* [About this task] Each entry must be output exactly as it appears.
%%
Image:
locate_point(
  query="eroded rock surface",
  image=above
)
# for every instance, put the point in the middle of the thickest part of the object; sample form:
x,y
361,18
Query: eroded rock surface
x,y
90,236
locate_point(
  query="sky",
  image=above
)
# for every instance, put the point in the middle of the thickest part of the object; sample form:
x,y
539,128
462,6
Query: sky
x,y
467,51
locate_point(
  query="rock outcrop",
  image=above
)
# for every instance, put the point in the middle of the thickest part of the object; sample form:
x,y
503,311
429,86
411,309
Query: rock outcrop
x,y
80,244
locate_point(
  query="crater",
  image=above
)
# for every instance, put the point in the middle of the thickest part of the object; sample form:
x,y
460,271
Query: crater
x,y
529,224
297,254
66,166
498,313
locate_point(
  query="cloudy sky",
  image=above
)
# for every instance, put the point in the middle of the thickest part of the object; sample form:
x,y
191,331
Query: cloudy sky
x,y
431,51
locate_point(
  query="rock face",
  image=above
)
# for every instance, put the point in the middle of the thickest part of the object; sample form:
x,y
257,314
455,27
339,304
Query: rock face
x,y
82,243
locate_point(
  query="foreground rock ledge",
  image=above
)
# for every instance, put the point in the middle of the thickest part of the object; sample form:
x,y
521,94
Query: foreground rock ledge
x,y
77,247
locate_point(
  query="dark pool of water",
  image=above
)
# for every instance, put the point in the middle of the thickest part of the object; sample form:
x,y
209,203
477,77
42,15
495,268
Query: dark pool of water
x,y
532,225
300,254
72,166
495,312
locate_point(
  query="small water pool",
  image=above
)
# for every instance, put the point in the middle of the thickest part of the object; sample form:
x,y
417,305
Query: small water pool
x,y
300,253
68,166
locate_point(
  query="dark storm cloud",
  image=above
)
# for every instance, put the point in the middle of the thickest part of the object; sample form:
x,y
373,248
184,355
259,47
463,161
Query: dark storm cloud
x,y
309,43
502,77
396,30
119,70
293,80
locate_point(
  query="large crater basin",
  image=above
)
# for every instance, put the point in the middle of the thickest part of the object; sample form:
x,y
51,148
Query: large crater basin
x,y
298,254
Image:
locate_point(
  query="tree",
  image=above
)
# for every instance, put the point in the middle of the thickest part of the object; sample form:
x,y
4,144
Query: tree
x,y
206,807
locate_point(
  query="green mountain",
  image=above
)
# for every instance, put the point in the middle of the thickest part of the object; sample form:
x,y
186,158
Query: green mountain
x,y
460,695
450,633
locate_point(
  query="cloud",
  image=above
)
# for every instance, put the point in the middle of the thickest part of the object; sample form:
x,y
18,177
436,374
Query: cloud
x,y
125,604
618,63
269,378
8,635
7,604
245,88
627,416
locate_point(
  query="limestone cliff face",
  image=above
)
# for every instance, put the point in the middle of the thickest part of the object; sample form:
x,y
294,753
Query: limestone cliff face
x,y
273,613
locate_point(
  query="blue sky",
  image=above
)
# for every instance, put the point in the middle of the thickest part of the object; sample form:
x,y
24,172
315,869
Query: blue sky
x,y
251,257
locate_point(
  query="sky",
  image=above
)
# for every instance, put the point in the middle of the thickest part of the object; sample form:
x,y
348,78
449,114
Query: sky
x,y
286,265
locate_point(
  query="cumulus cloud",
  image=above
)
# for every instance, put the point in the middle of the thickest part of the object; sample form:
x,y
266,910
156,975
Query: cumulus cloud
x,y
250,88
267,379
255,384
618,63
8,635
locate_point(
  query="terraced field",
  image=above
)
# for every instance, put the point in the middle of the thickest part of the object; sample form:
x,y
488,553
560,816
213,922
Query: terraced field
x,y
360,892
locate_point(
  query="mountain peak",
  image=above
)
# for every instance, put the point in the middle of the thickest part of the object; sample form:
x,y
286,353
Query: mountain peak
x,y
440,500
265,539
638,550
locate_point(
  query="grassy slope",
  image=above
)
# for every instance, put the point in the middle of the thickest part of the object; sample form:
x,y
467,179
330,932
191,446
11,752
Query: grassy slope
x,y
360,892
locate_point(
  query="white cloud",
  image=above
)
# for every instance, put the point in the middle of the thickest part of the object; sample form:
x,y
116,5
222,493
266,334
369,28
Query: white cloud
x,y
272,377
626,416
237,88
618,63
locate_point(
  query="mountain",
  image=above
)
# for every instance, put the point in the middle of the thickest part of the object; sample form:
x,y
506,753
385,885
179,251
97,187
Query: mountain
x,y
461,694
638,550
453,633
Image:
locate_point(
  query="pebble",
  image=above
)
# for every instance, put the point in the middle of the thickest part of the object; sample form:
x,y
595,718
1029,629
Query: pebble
%%
* [Result]
Image:
locate_point(
  query="eroded rock surface",
  image=above
)
# for every instance, put the point in the middle of the thickest part of the object; sample form:
x,y
361,18
Query: eroded rock surface
x,y
90,236
locate_point(
  query="sky",
  image=above
)
# for every instance, put the point in the middle of the thickest part of the object; sample form:
x,y
539,128
462,6
Query: sky
x,y
467,51
locate_point(
  query="rock outcrop",
  image=above
)
# for every instance, put the point in the middle of the thickest part of the object; sample form:
x,y
503,311
429,86
411,309
Query: rock outcrop
x,y
80,244
locate_point(
  query="crater",
  image=above
)
# for every instance, put the point in the middle of the thickest part of the object; sample form:
x,y
460,271
Query: crater
x,y
529,224
297,254
66,166
498,313
locate_point(
  query="cloudy sky",
  image=above
)
# for every instance, put the point in the middle of the thickest part of the object; sample form:
x,y
191,331
Query: cloudy sky
x,y
431,51
locate_point(
  query="rock face",
  image=above
)
# for every instance, put the point in the middle of the thickest part of the object; sample form:
x,y
257,314
455,27
339,304
Query: rock face
x,y
82,243
locate_point(
  query="foreground rock ledge",
  image=above
)
# for every instance, put the point in the middle of the thickest part of the object; sample form:
x,y
521,94
Query: foreground rock ledge
x,y
77,247
locate_point(
  query="dark pool of water",
  image=above
)
# for every instance, put the point in the middle of the thickest part of the object; sample form:
x,y
209,203
477,77
42,15
495,268
Query: dark pool of water
x,y
532,225
300,254
72,166
495,312
locate_point(
  query="small water pool",
  image=above
)
# for every instance, put the point in the middle of the thickest part of the object; sample form:
x,y
417,305
Query: small water pool
x,y
300,253
68,166
locate_point(
  query="dark storm cloud",
  image=above
)
# for every instance, put the point in the middle of the thickest part of the object; sample form:
x,y
373,248
184,355
259,47
463,161
Query: dark storm cloud
x,y
309,43
502,77
396,30
119,70
293,80
locate_point(
  query="large crater basin",
  image=above
)
# for every instance, put the point in the middle of the thickest part of the object; sample form:
x,y
51,148
Query: large crater basin
x,y
298,254
Image:
locate_point(
  query="tree",
  image=above
)
# for every instance, put the point in the middle of the thickest part of the object; sample form:
x,y
4,144
Query: tree
x,y
206,807
locate_point(
  query="green mountain",
  image=above
)
# for every instance, put the point in the middle of the thickest part of the object; sample form:
x,y
186,158
Query: green mountain
x,y
460,695
450,633
locate_point(
  query="cloud",
  image=above
)
# for every instance, put the point in the middle of the thickest part of the object; sample form:
x,y
18,177
436,374
Query: cloud
x,y
125,604
618,63
269,378
8,635
7,604
245,88
627,416
locate_point(
  query="limestone cliff face",
  image=above
)
# for every instance, put the point in the middle of the thickest part of the object; sample form:
x,y
294,753
Query: limestone cliff face
x,y
273,613
locate_point(
  query="blue sky",
  image=above
)
# for every instance, put the point in the middle of the thickest part of the object; sample form:
x,y
24,172
315,869
Query: blue sky
x,y
251,257
locate_point(
  query="sky",
  image=above
)
# for every instance, put the point in the middle of the thickest part of the object; sample form:
x,y
348,78
449,114
Query: sky
x,y
286,265
locate_point(
  query="cumulus cloud",
  image=above
)
# for every instance, put the point in the middle of the thickest part of the object; sample form:
x,y
266,910
156,975
Query: cumulus cloud
x,y
250,88
267,379
255,384
618,63
8,635
locate_point(
  query="terraced field",
  image=above
)
# for every instance, put the point in the middle of the thickest part of the object; sample form:
x,y
488,553
560,816
213,922
Query: terraced field
x,y
360,892
locate_point(
  query="mountain peak",
  image=above
)
# for every instance, put the point in the middle of the thickest part of the object; sample form:
x,y
286,353
Query: mountain peak
x,y
440,500
265,539
638,550
locate_point(
  query="grassy slope",
  image=above
)
# for every instance, put the point in the middle of the thickest part of the object; sample form:
x,y
467,179
330,932
191,446
11,752
Query: grassy slope
x,y
360,892
locate_point(
  query="white cloud",
  image=above
)
# for every instance, put the point in the middle of the thickest part of the object; sample form:
x,y
116,5
222,493
266,334
369,28
Query: white cloud
x,y
272,377
626,416
237,88
618,63
locate_point(
  query="mountain",
  image=above
)
# for every instance, put the point in the middle of the thickest part of the object; sample form:
x,y
506,753
385,885
179,251
97,187
Query: mountain
x,y
461,694
638,550
453,633
Image:
locate_point(
  query="pebble",
  image=above
)
# for every instance, put the point in the middle of the thickest part of the object; sample form:
x,y
595,718
1029,629
Query: pebble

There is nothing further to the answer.